TASK DETAILS:
Carry on the article about Medicare's move to value-based payment under MACRA, starting right after its last sentence.

DOCUMENT SEGMENT:
====
Although many physician practices struggle to get on board with the new Medicare payment system implemented by MACRA, out-of-control healthcare costs leave no choice but to move to value-based payment.

That was the message Elizabeth Mitchell, president and CEO of the Network for Regional Healthcare Improvement, delivered at a congressional briefing Friday.

Given the escalating costs of healthcare, “it’s past time for this shift because the costs are unsustainable,” Mitchell said in an interview with FierceHealthcare following Friday’s briefing in which a panel, organized by the Alliance for Health Policy and The Commonwealth Fund, provided an update on implementation of the Medicare Access and CHIP Reauthorization Act.

The debate over the value of one of the payment tracks under MACRA, the Merit-based Incentive Payment System (MIPS) has gained steam in the wake of the Medicare Payment Advisory Commission recommendation this fall that the government replace the complex program with an alternative payment system. And a study released last week found a Medicare pay-for-performance program designed to improve the value of care by rewarding doctors for their performance was a failure and raised doubts about whether MIPS, which replaced it in January, will fare any better.
====
GIVEN ENTRIES:
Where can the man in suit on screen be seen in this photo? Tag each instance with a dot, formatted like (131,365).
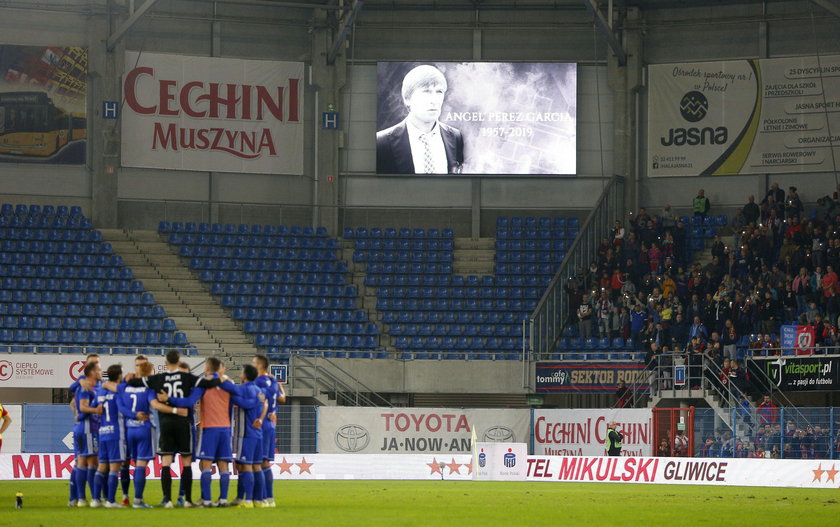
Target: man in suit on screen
====
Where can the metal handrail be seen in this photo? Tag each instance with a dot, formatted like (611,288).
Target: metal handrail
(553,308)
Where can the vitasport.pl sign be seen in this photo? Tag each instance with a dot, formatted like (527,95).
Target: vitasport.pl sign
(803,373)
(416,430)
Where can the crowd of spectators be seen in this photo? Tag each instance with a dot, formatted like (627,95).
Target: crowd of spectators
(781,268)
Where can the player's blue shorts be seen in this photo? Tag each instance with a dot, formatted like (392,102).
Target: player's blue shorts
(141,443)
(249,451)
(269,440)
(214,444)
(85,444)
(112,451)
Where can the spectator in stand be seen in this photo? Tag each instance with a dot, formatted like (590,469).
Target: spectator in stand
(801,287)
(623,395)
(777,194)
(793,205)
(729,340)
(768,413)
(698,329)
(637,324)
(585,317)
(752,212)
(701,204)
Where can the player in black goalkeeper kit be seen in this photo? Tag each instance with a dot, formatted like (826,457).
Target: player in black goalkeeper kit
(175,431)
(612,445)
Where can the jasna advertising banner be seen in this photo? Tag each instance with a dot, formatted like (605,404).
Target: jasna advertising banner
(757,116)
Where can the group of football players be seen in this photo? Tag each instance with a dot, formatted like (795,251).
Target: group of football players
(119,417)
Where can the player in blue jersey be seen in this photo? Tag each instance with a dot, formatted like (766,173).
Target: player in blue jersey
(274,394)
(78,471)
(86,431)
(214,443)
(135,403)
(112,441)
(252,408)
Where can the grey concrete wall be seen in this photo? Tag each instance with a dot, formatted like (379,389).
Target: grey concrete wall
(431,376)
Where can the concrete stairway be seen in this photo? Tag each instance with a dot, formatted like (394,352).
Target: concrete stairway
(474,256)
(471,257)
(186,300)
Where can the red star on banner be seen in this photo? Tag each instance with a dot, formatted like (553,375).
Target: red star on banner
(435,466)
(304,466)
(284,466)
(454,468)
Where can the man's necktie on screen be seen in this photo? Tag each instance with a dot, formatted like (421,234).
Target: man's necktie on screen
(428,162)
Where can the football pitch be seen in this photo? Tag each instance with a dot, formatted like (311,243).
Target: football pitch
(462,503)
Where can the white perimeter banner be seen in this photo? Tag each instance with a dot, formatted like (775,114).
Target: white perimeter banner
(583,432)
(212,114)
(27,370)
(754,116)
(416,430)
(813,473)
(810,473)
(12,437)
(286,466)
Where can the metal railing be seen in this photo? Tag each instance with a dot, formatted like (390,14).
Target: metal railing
====
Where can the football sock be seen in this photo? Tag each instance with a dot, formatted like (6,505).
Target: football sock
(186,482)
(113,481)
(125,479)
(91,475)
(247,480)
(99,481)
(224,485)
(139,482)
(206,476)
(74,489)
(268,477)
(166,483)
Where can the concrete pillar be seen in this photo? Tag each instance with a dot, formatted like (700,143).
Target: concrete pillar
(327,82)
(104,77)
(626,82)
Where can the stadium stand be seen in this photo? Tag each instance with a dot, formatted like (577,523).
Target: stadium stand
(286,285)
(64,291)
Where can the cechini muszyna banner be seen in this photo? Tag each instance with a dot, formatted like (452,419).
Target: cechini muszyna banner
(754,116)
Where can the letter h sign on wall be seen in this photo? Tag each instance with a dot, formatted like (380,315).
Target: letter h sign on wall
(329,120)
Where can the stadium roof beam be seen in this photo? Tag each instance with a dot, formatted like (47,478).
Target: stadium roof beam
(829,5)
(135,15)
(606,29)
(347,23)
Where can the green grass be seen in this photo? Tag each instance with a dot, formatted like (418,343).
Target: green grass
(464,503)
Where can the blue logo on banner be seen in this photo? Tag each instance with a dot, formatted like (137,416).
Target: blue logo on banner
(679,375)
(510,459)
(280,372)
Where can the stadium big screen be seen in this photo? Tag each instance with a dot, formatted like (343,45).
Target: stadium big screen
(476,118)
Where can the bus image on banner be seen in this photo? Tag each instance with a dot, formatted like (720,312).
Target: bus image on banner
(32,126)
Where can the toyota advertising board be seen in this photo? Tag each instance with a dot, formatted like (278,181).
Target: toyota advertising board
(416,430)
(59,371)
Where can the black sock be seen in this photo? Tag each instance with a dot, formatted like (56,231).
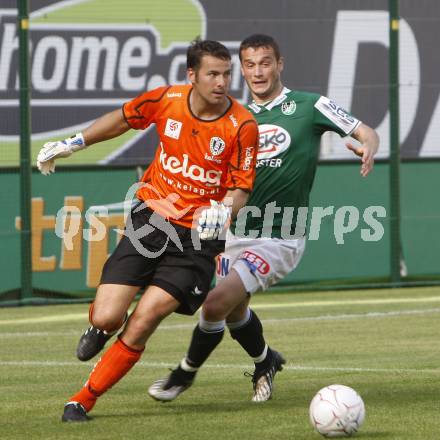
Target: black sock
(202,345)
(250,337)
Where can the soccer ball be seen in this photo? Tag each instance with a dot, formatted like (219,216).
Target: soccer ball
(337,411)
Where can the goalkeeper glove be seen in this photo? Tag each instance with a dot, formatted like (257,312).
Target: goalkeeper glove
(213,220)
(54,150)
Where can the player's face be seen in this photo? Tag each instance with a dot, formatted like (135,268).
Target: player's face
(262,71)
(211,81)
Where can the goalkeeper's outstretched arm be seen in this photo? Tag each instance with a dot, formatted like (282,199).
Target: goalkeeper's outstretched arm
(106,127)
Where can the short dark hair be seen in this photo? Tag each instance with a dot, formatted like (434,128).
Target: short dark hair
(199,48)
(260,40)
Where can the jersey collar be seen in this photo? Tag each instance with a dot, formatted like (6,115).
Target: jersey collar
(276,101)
====
REPLY TO THE EXERCISE:
Mitchell, who leads a national organization of regional health improvement collaboratives working to achieve better care at lower cost, and serves as vice chair of the Physician-Focused Payment Model Technical Advisory Committee, says despite the frustration among many physicians and practices, the government must continue the push to value-based payment models.

Despite its weaknesses, “I think MIPS can be an important on-ramp for practices new to value-based models,” she said, but ultimately, healthcare must accelerate the shift to alternative payment models. At a congressional hearing earlier this month, Mitchell said physicians continue to face barriers and need support as they move to new payment models, including greater technical assistance and access to shared data.

The goals of new payment models are to improve patient care and reduce costs, she said. With that in mind, physicians need new measures that focus on those factors to truly determine whether new payment models achieve those goals.